**Required task:** Write out, character for character, the line containing "Expected: one point per instance of the suit" and all lines after it up to the end of the listing.

**Data for this task:**
begin
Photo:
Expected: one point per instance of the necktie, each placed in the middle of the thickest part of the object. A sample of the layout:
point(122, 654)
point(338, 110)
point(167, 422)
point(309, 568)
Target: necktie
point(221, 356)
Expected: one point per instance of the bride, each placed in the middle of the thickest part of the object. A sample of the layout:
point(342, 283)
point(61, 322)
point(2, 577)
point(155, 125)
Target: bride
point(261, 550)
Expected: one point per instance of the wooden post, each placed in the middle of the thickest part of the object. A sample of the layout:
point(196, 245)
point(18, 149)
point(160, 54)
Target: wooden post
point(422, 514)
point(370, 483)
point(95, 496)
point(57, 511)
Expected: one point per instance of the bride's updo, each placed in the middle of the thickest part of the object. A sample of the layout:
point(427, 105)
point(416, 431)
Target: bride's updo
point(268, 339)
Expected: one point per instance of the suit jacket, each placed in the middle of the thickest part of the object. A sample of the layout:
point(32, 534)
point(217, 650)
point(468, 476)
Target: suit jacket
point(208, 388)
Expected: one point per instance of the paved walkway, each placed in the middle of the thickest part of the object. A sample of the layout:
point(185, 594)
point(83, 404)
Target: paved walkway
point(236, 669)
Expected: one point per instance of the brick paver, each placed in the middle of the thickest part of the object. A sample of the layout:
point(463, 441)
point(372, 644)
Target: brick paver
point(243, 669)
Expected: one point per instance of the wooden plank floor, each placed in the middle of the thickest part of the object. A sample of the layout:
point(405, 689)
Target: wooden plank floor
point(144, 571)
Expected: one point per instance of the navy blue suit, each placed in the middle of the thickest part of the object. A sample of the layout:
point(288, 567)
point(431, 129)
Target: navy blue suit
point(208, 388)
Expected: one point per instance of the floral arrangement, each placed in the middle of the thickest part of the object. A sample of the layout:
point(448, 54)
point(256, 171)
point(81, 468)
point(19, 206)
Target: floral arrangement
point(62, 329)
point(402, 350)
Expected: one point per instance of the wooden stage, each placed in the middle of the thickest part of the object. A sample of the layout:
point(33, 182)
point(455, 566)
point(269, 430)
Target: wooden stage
end
**Solution for this task:**
Expected: one point per instance of the suit jacket, each placed in the middle of the thickest part of the object. A sample of the layout:
point(32, 534)
point(217, 650)
point(468, 476)
Target: suit jacket
point(208, 388)
Expected: one point per instance of the paved walkway, each placed in the middle of the thickest part of the object. A sample of the layout:
point(185, 594)
point(83, 404)
Target: paved walkway
point(236, 669)
Expected: one point per instance of the brick paver, each placed in the middle of the thickest part of the object. A sample of the layout:
point(463, 441)
point(372, 644)
Target: brick paver
point(243, 669)
Expected: one point per instance of the wooden plank floor, each placed in the middle of the thickest part of the object. A sample of the layout:
point(405, 689)
Target: wooden plank floor
point(144, 571)
Expected: one point per instance of the navy blue suit, each placed in the middle of the thickest part of the object. A sample of the layout:
point(288, 567)
point(431, 129)
Target: navy blue suit
point(208, 388)
Expected: one point per instance of the floral arrangement, each placed in the middle of the thickest part of the object. A sample of the layout:
point(448, 54)
point(256, 171)
point(81, 468)
point(19, 206)
Target: floral arrangement
point(62, 329)
point(402, 350)
Expected: one point per instance of the wooden stage, each placed in the middle of the thickest part of the object. A sample of the layout:
point(33, 182)
point(455, 566)
point(269, 430)
Target: wooden stage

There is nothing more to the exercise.